[Supplied records]
######

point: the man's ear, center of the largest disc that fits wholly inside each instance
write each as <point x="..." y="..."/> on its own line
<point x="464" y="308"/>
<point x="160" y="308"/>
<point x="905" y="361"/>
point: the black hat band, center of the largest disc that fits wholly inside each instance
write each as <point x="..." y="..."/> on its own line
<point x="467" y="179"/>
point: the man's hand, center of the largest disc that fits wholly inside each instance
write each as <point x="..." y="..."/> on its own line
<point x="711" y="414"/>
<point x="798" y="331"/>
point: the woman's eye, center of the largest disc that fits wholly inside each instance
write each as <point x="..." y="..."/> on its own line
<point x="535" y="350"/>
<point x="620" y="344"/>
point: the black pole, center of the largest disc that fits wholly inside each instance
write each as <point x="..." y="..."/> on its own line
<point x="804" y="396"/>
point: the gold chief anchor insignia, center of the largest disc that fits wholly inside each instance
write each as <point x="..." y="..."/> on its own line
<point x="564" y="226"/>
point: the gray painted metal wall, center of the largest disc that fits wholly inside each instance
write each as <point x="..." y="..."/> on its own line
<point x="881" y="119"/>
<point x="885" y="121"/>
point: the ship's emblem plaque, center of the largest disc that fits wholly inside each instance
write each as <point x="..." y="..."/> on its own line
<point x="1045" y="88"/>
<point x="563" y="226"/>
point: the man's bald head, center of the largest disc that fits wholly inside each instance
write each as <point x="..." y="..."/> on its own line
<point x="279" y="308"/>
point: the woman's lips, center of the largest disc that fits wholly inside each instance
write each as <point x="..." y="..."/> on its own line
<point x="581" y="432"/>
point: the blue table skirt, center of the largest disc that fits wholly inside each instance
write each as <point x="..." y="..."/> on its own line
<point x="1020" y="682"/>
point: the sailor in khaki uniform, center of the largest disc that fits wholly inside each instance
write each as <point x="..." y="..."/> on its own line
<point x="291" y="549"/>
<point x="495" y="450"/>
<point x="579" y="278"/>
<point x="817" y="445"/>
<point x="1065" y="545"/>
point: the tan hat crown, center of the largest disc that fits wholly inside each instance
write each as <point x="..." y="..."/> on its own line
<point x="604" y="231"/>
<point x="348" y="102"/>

######

Copy out everything from the line with "point: the black pole, center" down to the end of the data, requests included, and shift every x and y coordinate in the answers up by 141.

[Full solution]
point: the black pole, center of the largest disc that fits wholly inside each instance
write each as <point x="..." y="..."/> on its own line
<point x="945" y="537"/>
point: the gold chief anchor insignia, center of the largest disc that fits wholly inside each instance
write each as <point x="..." y="..."/> on its own line
<point x="705" y="367"/>
point: the gray painted metal wall, center of the largest disc that fits wholly inside each instance
write each as <point x="..." y="..."/> on its own line
<point x="1022" y="260"/>
<point x="1026" y="262"/>
point: the ship's emblem plaque, center of the largest disc that fits wholly inside each instance
write each as <point x="..." y="..."/> on its own line
<point x="1186" y="229"/>
<point x="704" y="367"/>
point: the man's bald head, center of the largest disc that fits wholly inside each instance
write each as <point x="..." y="..."/> on its own line
<point x="420" y="449"/>
point: the woman's lips, center of the largest disc that fits wholly inside each instance
write each as <point x="..." y="..."/> on its own line
<point x="722" y="573"/>
point: the blue table skirt, center of the largest disc that fits wholly inside each instance
write each as <point x="..." y="..."/> on its own line
<point x="1161" y="823"/>
point: the sailor in khaki uniform, center of the largest disc that fits wholly inside each instance
write each as <point x="..." y="..."/> on its own line
<point x="432" y="690"/>
<point x="636" y="591"/>
<point x="720" y="419"/>
<point x="958" y="586"/>
<point x="1206" y="686"/>
point: the tan hat crown, center of the largest disc that fits wholly inside each instance
write each as <point x="..." y="..."/> on its own line
<point x="745" y="372"/>
<point x="489" y="243"/>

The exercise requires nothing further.